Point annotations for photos
===============

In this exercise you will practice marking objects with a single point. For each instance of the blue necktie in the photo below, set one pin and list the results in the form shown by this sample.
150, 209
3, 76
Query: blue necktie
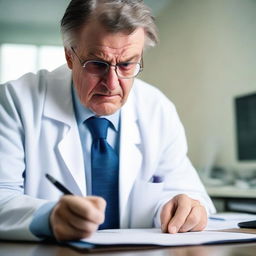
105, 167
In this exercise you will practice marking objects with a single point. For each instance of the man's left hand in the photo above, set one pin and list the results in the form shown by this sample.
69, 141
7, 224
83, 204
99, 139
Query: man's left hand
182, 214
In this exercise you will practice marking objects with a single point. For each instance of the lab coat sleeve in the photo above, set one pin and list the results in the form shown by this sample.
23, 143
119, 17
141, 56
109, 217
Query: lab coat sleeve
171, 161
16, 209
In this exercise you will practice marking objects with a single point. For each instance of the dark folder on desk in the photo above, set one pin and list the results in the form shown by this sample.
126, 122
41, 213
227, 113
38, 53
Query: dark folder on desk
148, 238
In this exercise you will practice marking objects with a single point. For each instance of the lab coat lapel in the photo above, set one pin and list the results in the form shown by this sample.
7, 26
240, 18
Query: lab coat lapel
130, 157
59, 106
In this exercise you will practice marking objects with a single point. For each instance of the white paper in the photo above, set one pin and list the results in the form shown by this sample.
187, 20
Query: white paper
156, 237
229, 220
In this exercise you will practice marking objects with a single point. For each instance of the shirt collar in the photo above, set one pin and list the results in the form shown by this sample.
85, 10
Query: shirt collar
83, 113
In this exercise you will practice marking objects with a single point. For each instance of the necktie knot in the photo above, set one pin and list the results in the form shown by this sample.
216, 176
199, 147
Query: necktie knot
98, 127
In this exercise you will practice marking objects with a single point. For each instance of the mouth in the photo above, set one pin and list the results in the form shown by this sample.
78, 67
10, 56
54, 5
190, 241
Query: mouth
106, 97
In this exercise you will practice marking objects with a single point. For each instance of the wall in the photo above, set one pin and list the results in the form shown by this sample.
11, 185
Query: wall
206, 56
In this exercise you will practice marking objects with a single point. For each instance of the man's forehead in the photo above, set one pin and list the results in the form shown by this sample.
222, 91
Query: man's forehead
95, 37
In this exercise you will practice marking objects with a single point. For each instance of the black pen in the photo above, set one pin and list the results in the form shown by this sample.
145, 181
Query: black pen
58, 185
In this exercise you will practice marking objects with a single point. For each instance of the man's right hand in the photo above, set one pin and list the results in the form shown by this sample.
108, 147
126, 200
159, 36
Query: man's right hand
76, 217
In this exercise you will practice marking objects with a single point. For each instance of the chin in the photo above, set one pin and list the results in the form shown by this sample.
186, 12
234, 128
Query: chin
105, 111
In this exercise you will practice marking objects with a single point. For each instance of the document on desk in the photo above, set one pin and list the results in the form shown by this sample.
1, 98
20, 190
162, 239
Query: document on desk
144, 237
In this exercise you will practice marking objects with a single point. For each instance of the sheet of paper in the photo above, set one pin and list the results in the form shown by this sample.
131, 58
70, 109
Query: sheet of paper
229, 220
156, 237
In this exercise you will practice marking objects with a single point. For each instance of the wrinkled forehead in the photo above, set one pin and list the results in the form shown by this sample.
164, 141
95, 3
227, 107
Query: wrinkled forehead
94, 36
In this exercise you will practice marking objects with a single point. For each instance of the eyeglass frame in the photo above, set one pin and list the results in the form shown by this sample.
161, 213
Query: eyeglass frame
83, 64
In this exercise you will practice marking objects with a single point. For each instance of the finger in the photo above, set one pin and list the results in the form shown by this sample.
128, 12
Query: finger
78, 223
166, 215
63, 231
182, 211
66, 225
98, 202
84, 208
196, 221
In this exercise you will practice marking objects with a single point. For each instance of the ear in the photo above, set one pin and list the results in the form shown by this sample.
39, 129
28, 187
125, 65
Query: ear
69, 58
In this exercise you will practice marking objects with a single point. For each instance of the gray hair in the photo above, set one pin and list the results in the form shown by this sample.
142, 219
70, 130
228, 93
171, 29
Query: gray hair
114, 15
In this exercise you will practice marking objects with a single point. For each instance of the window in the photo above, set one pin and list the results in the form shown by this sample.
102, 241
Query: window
18, 59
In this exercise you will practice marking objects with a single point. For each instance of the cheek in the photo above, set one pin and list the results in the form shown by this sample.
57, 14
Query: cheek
84, 87
126, 87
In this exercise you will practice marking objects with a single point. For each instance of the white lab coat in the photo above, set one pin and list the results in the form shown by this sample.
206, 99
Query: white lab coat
39, 134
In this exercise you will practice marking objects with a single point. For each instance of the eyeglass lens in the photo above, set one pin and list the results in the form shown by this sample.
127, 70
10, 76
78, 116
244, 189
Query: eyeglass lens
128, 69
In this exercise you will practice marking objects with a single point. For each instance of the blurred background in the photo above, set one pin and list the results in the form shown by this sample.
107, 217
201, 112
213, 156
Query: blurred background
205, 63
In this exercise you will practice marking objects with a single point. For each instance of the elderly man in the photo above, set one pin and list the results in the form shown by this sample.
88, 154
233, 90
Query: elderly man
114, 141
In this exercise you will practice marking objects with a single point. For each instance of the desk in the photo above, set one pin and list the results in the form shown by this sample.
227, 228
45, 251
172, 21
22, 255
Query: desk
37, 249
233, 198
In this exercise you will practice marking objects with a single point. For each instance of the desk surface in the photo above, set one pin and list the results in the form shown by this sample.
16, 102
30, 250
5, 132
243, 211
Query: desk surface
231, 192
35, 249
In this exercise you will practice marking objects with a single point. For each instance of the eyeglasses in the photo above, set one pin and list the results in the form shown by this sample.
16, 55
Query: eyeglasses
124, 70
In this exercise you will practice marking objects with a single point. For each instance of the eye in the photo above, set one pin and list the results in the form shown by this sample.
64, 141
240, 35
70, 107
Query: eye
125, 65
96, 67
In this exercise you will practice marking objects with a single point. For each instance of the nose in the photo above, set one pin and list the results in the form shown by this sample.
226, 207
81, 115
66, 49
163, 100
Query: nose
111, 79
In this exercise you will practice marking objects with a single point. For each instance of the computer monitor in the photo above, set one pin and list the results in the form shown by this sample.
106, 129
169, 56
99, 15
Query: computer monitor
245, 115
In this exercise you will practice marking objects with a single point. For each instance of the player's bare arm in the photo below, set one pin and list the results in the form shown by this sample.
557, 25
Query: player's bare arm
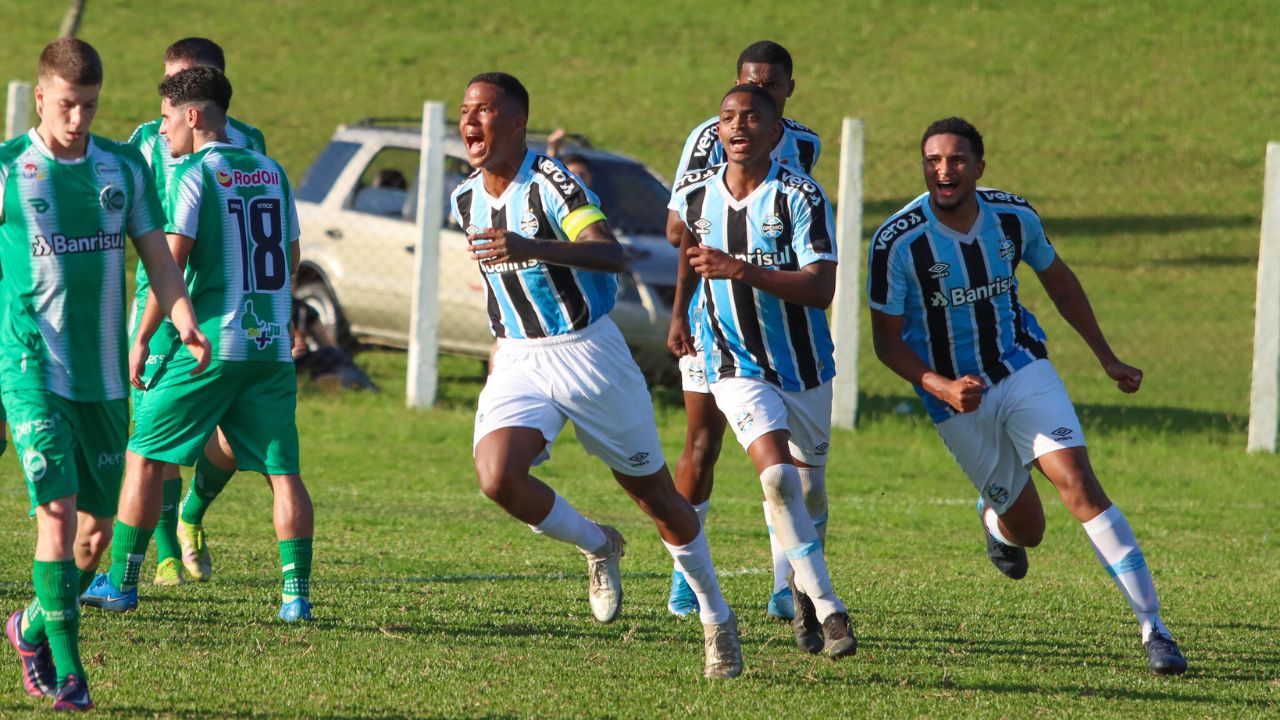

===============

Exercise description —
Find every line above that contains the word "nose", matching case, and copy each of those lines.

Exercise response —
In this exercise you will practice marking objects with a single point. For each instance of the nose in the photo above, set one pin and list the results in the form shown by this sample.
Query: nose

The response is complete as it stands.